### Aim
Reproduce the blog posts starting at "Oregon's Stupidest Fucking" and ending at "before income taxes.", swapping "income taxes" for "sales taxes".

### Provided passage
▶
Showing posts with label dumbest glibertarian. Show all posts
Showing posts with label dumbest glibertarian. Show all posts

Friday, November 8, 2013

Dr. Dudebro's Dudebroing for Fun And Profit.

Just got this e-mail:

At its November meeting, the State Board's Academic Strategies Committee approved OSU's proposal for the Ph.D. in Business Administration degree program. This program will be effective Fall Term 2014.

The program will offer two graduate options: Innovation/Commercialization and Accounting. The primary objective of this degree is to prepare its graduates for careers in research and teaching at research-oriented colleges and universities.

It's bad enough that campus is infested with a bunch of dudebros working on their MBAs, now they will be able to continue their studies even longer.

I wonder what their theses will look like? Hmm...

  • The CTO's Dilemma: A Quantitative Assessment Of Just How Many Wimmens You Must Employ To Not Appear Misogynistic
  • Prophet and profit: A Dynamic Model For Maximizing Revenue In Modern Christianity
  • A Qualitative Review of Effective Elevator Statements of The Early 21st Century

Maybe my vast commentariat can suggest some more. No fair cheating and looking at the actual topics Stanford's Ph.D. program has produced for ideas.

Thursday, April 11, 2013

Oregon's Dumbest... Aw fuck it!

Oregon's Stupidest Fucking Shithead Glibertarian is at it again.

All you need to know about today's stupidity is that "taxation is theft" -- as if that's a new and clever idea -- and that everybody was better off 100 years ago before income taxes.

No really, that's pretty much it.

I really can't even bother with this shithead anymore, it's just not worth it. I mean you'd think he would at least try!
◀
### Rows from a collection
▶
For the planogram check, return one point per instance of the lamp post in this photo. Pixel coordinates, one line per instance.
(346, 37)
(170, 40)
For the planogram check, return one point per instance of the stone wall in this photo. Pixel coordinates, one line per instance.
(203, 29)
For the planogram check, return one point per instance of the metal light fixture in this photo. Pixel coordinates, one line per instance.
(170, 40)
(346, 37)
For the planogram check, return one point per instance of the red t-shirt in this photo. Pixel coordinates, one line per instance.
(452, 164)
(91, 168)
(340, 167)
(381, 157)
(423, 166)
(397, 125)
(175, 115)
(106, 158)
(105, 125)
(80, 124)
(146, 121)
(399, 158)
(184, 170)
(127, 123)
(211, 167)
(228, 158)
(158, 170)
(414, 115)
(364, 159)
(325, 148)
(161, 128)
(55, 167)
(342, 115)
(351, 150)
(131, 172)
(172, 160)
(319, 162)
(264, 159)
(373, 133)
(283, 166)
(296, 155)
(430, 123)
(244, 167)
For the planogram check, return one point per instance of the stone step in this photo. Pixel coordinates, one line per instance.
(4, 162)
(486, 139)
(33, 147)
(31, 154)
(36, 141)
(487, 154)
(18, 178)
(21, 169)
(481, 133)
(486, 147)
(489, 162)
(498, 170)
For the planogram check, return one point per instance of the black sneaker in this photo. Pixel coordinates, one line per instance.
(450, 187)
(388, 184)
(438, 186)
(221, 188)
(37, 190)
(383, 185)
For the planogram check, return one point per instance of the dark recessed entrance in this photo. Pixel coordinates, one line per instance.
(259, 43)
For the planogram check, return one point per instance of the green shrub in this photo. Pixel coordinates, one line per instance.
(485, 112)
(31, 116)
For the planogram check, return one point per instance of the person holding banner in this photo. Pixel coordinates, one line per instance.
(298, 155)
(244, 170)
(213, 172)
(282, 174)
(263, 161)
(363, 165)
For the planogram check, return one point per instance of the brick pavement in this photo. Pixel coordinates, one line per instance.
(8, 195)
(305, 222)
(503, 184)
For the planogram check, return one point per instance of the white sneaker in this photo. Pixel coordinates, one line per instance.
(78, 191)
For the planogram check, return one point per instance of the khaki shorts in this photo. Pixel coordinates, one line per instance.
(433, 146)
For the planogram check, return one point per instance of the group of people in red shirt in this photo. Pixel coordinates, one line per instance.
◀
### Written solution
Oregon's Stupidest Fucking Shithead Glibertarian is at it again.

All you need to know about today's stupidity is that "taxation is theft" -- as if that's a new and clever idea -- and that everybody was better off 100 years ago before sales taxes.